* **Artykuł**:
Momencik, trwa przetwarzanie danych   loading-animation

piekielni.pl

Pokaż menu
Szukaj

Nawiązując do historii malami1001 (#79295) i ja napiszę coś od siebie. Kilka…

Nawiązując do historii malami1001 (#79295) i ja napiszę coś od siebie.

Kilka lat temu przeprowadziłam się z miasta wojewódzkiego do miejscowości mniejszej (choć też nie na zasadzie: wjazd i wyjazd z miasta a w między czasie rondo ;)).

Od mniej więcej roku dzień w dzień są awantury a to za ścianą a to przed budynkiem. Apogeum miało miejsce jakiś miesiąc temu kiedy u mnie na zegarze była godzina 6:00 za ścianą rozgrywały się iście dantejskie sceny z użyciem całego repertuaru "wyp.......j" "sp.......j" "k...." "ch.." i innych pokrewnych.

Pewnej soboty o 8 rano muzyka, bardzo głośno i miarowe "łup" "łup" "łup" - wyglądam przez okno, a tam pani trzepie gumową wycieraczkę, trzepaczką do dywanów. Tak około 40minut.

Na podwórku regularnie robiona jest melina, a to sąsiad się pruje, że "zaje..." żonie jak wezwie patrol, a to ktoś tydzień śpi pod drzewem bo dostaje kopa w d... na rozpęd.

Mamy 3 pokoje i dacie wiarę, że w żadnym nie można się spokojnie wyspać? W KAŻDYM jak nie awantura za ścianą to coś albo za jednym albo za drugim oknem. Ciągle coś, a że to centrum miasta to jeszcze ktoś się w między czasie wyszcza (sorry za kolokwializm) pod okna albo w bramę.

A dlaczego nawiązuję do historii malami1001? Ano dlatego, że pani, która trzepała wycieraczkę jakoś specjalnie nie widzę by pracowała, a dziecko jest w wieku w którym przysługuje jej jeszcze chyba macierzyński do tego 500+ i żyje się dobrze, nie?
Za ścianą awantury są o każdej możliwej porze dnia i nocy a i wiekowo bliżej "starym" do emerytury, a z kolei "młodzież zaścienna" po pobycie w ciupie i z racji zaawansowanego pijactwa i tatuaży na swojej zachlanej m.....e pracy raczej nie znajdzie. No bo umówmy sie gdzie?

* **Rekordy ze zbioru danych**:
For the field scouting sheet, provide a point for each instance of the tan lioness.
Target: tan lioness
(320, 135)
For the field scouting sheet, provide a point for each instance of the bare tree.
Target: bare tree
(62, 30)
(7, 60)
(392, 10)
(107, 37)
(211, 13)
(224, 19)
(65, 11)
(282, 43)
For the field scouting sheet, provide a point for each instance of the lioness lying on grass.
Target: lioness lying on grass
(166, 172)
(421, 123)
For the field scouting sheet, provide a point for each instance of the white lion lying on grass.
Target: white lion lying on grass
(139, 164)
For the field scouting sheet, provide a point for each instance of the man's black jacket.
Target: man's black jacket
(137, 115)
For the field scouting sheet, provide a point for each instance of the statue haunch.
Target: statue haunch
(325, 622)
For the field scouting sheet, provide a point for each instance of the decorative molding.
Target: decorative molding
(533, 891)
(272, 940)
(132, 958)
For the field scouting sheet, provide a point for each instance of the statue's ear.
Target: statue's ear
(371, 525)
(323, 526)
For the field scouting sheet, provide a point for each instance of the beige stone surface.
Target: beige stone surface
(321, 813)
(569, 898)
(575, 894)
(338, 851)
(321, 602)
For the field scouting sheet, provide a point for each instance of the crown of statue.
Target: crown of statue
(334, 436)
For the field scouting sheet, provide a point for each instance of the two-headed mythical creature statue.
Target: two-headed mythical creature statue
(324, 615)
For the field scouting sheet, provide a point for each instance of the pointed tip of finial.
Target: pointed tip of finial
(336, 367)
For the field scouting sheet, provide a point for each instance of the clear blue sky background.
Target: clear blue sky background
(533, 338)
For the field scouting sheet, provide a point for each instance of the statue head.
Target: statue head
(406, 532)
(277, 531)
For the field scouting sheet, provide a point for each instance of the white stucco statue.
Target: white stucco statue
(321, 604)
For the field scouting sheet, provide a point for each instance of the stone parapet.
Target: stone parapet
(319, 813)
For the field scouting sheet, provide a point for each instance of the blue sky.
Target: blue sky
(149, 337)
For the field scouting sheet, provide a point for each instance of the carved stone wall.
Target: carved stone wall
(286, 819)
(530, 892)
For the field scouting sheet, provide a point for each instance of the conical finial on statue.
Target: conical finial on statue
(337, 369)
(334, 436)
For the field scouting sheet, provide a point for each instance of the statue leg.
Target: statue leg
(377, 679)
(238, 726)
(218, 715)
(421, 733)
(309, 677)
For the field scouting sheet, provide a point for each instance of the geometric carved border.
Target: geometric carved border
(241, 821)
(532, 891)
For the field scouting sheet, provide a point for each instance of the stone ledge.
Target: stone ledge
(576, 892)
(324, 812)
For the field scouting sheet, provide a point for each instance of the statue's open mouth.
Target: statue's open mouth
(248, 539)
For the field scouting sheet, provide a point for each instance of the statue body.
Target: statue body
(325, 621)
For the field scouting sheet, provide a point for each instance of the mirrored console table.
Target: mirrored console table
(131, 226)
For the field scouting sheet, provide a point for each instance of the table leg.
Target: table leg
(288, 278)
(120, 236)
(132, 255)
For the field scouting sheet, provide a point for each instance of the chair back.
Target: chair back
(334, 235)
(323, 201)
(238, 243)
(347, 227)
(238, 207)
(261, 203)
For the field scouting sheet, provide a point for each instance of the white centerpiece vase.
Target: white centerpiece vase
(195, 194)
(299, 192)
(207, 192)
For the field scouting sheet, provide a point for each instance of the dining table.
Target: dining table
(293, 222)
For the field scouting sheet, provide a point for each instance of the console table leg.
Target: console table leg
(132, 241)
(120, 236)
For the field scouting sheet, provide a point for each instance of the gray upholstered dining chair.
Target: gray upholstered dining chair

* **Zadania do wykonania**:
1: Przepisz fragment historii o uciążliwych sąsiadach od "Mamy 3 pokoje" aż po "albo w bramę.", zastępując "pokoje" słowem "pomieszczenia".
2: Jak długo, według historii o uciążliwych sąsiadach, pani trzepała gumową wycieraczkę?
3: Dopisz dalszy ciąg historii o uciążliwych sąsiadach, zaczynając po jej ostatnim zdaniu.
Rekordy nie mają tu żadnego znaczenia.

* **Odpowiedzi**:
1:
Mamy 3 pomieszczenia i dacie wiarę, że w żadnym nie można się spokojnie wyspać? W KAŻDYM jak nie awantura za ścianą to coś albo za jednym albo za drugim oknem. Ciągle coś, a że to centrum miasta to jeszcze ktoś się w między czasie wyszcza (sorry za kolokwializm) pod okna albo w bramę.

2: Około 40 minut.

3:
Nawiązuję do wspomnianej historii dlatego, że to my wg "lokalsów" jesteśmy nienormalni bo NAM TO PRZESZKADZA. Przeszkadzają nam awantury, przeszkadza nam to, że ktoś śpi pod drzewem i nie wiadomo czego można się po nim/niej spodziewać. Przeszkadza nam, że sąsiedztwo zachlane wyrzuca popiół do śmieci i nie raz trzeba było wzywać straż. Przeszkadza nam to, że boimy się wyjść z domu bo ktoś nas może zaatakować bo jako jedyni staramy się reagować.

Ale przede wszystkim nawiązuję do tej historii dlatego, że my aby żyć normalnie musimy teraz wydać około 2k (na wynajem), żeby móc zasnąć spokojnie bez strachu, że ktoś nam z buta wjedzie do domu, a całe to towarzystwo z różnego rodzaju zapomóg, zaiłków, dodatków itd. żyje sobie jak państwo, jest na wódeczkę, na papieroski, na kolejnego bachora (rząd da), a dla osób młodych, bezdzietnych, które na wszystko co mają muszą za.......ć jak przysłowiowy koń na westernie nie ma nic. NIC. A podobno jesteśmy przyszłością tego kraju. I w porządku, nas stać na wyprowadzenie się, ale pytanie brzmi czy gdyby nie było powinnam teraz urodzić 3-4 dzieci, żeby dostać zapomogę i móc żyć normalnie? A może powinnam zacisnąć zęby i jak twierdzą niektórzy pogodzić się z tym, że wszędzie są sąsiedzi, a my robimy z siebie ofiary losu i książęta?

Boli mnie to, że idę do sklepu i w ciągu jednego dnia widzę, że wędlina zdrożała 6PLN na 1kg. Boli mnie, że jeśli chcę żyć dobrze to powinnam właściwie nie spać tylko robić aż się zarobię, a przede mną stoi rodzina "4 flaszki i czekolada".

by Kaetzen
Dodaj nowy komentarz
avatar konto usunięte
-1 13

wyszcza to bardziej wulgaryzm niż kolokwializm

Odpowiedz
avatar Tajemnica_17
7 37

Czepiacie się o 500+ jak rzep psiego ogona. Bo źle, że z waszych podatków dają na dzieci. A jak z waszych podatków karmią więźniów i sponsorują alkoholikom węgiel to wszyscy siedzą cicho i nikt nie płacze. To jest najbardziej piekielne.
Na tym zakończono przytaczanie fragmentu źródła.